Exercise details -
Report how many lines of the entries below contain the string "textured", matching case exactly. Give only the number.

Material for the task -

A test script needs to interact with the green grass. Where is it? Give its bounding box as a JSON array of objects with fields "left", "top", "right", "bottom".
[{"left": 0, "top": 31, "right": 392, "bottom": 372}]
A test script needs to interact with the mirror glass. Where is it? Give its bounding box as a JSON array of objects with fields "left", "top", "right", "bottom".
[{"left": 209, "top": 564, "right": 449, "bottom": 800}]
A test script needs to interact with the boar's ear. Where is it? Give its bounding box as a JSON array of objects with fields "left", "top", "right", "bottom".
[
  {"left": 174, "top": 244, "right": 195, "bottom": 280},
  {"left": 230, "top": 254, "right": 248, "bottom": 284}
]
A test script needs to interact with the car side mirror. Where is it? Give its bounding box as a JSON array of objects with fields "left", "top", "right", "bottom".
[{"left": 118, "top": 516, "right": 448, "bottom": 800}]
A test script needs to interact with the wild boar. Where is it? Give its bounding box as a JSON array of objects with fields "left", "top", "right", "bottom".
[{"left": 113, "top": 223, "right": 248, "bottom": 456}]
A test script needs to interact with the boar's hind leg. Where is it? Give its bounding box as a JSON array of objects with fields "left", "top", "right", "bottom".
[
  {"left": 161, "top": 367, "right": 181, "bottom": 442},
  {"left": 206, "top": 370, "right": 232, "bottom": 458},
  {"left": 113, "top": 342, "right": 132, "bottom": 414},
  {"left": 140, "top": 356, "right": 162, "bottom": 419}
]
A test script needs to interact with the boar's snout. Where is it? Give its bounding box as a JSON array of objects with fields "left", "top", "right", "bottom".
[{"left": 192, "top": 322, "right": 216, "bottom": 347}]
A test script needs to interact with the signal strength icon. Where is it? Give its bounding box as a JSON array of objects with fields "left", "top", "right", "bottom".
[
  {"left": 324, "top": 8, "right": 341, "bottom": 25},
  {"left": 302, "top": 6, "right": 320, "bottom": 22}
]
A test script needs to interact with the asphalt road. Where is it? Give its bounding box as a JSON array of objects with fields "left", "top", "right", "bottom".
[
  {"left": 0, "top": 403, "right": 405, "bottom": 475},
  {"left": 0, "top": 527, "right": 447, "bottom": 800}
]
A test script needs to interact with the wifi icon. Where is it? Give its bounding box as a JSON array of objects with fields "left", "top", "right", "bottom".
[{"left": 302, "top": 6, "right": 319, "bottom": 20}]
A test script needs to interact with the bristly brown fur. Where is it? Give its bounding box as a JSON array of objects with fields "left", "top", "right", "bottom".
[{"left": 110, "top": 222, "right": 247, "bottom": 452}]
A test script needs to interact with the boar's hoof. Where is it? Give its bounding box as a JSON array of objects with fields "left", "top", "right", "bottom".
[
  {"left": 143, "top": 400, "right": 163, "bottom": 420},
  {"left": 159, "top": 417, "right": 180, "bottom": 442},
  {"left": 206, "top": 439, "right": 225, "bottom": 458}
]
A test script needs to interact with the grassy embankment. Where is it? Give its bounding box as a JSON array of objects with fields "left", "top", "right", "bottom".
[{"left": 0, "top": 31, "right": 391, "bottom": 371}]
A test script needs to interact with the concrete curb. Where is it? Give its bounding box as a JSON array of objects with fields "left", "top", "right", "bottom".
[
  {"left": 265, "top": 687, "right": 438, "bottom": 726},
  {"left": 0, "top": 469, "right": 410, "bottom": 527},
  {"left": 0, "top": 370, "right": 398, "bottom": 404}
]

---

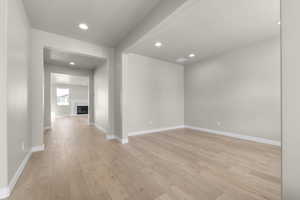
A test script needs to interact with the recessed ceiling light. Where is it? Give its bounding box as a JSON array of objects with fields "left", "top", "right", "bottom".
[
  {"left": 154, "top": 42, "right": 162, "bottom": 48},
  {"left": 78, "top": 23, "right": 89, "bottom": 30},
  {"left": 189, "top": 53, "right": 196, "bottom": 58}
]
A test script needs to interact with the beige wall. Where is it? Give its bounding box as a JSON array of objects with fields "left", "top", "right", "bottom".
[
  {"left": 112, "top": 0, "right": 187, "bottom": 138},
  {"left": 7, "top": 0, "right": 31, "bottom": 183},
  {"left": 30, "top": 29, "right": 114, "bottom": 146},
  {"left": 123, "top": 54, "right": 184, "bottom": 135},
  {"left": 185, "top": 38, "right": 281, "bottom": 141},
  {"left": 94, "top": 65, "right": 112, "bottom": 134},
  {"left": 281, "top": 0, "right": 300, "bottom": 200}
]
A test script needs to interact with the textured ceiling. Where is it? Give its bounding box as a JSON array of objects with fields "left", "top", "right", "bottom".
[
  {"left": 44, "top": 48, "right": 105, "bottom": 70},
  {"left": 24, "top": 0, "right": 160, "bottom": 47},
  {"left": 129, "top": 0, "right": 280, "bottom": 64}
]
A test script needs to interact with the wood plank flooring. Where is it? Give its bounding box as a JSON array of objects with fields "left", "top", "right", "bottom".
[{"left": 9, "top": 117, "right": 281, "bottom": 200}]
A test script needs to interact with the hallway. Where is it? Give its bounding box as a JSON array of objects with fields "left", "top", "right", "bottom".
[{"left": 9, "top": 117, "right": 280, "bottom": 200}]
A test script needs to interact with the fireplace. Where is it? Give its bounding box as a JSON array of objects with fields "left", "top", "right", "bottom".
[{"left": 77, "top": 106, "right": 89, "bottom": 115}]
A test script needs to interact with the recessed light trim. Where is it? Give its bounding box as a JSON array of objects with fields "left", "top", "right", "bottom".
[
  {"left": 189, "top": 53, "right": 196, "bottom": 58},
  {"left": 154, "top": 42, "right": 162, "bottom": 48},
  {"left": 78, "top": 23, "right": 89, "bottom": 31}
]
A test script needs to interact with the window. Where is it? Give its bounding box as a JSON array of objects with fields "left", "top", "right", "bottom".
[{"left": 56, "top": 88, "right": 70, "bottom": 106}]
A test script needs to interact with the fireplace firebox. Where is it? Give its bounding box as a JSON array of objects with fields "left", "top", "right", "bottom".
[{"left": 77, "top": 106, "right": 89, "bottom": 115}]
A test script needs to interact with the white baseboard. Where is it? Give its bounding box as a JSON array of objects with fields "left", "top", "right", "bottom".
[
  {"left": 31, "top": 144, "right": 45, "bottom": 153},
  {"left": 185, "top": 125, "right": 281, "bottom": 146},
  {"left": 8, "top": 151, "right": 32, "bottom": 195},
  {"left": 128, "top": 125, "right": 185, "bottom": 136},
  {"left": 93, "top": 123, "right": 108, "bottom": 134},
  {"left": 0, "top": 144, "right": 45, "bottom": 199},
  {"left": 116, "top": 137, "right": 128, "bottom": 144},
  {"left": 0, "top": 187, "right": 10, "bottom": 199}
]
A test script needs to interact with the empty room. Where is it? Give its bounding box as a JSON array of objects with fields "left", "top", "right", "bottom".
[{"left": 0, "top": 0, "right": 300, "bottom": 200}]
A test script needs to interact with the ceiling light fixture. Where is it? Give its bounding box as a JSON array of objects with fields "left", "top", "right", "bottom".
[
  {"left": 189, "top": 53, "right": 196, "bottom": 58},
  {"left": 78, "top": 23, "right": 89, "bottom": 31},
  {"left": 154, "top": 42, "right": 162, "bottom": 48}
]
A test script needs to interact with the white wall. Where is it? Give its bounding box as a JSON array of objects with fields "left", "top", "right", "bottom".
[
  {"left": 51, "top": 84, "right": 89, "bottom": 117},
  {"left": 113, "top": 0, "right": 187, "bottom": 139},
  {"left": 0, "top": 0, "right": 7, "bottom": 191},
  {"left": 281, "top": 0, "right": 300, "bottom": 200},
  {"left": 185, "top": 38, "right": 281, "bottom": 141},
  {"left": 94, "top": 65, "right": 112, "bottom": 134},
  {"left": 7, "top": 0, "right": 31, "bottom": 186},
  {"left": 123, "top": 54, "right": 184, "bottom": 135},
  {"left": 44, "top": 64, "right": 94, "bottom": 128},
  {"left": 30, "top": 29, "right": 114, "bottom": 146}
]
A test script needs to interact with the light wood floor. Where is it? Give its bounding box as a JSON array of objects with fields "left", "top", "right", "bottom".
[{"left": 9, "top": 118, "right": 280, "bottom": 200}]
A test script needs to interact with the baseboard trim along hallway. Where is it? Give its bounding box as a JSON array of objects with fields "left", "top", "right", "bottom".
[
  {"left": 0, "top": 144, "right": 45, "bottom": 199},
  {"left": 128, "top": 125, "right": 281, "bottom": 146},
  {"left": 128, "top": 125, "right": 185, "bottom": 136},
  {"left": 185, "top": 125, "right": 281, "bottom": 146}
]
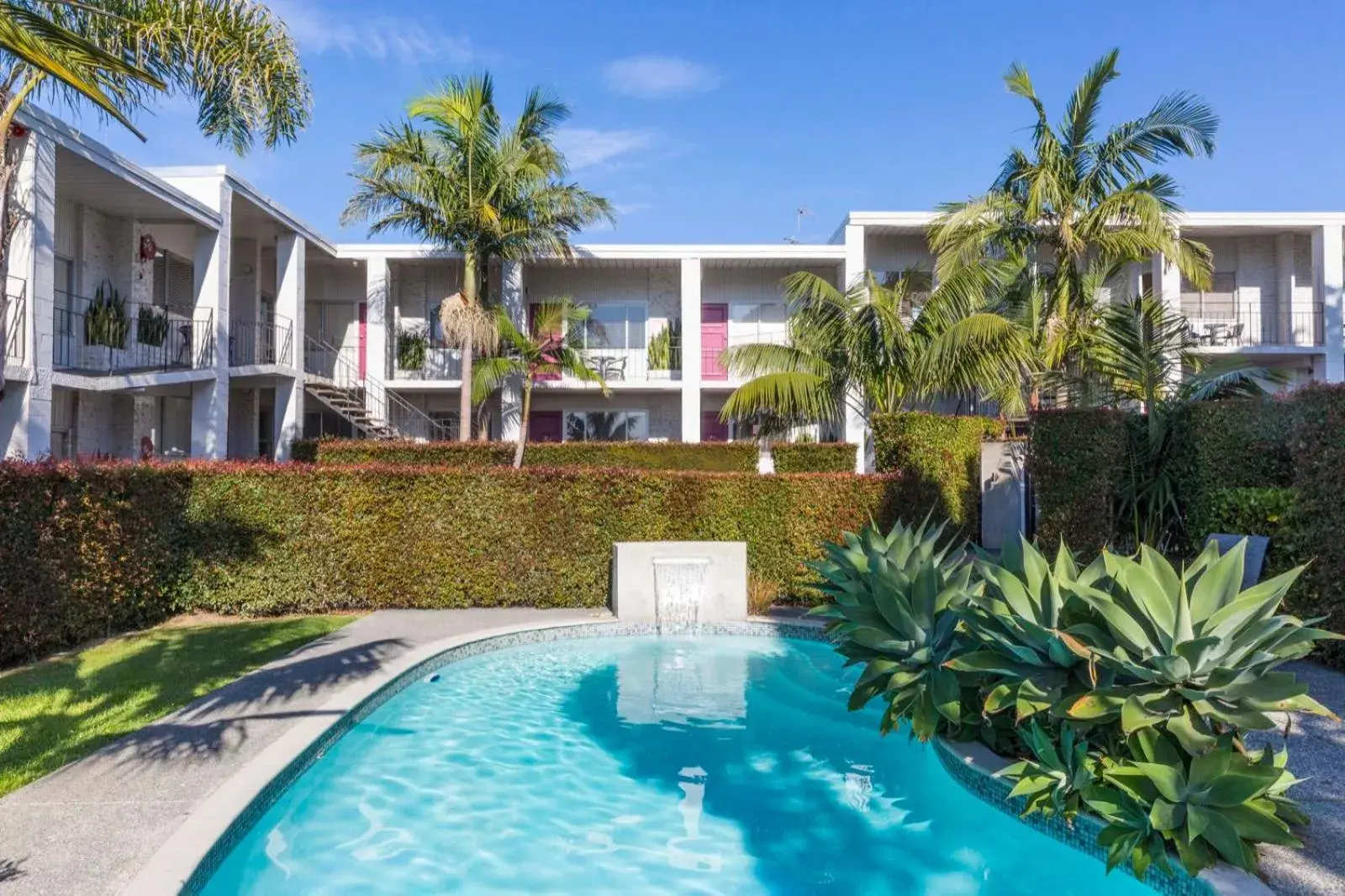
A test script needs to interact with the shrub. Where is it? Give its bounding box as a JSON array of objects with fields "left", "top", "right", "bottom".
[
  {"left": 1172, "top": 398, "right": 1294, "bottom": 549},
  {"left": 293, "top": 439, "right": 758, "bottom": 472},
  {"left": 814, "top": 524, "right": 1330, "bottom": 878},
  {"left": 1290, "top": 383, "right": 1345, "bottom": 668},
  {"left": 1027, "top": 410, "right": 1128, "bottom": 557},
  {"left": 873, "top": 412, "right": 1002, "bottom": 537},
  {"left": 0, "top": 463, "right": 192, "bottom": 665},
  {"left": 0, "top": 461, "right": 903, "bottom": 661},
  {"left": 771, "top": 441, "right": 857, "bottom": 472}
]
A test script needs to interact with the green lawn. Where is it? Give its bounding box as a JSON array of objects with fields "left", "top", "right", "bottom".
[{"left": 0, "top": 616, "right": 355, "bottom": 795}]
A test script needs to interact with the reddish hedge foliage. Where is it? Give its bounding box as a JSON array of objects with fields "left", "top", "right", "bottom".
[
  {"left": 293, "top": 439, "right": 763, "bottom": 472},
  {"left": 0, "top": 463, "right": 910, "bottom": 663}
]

Exercise result -
1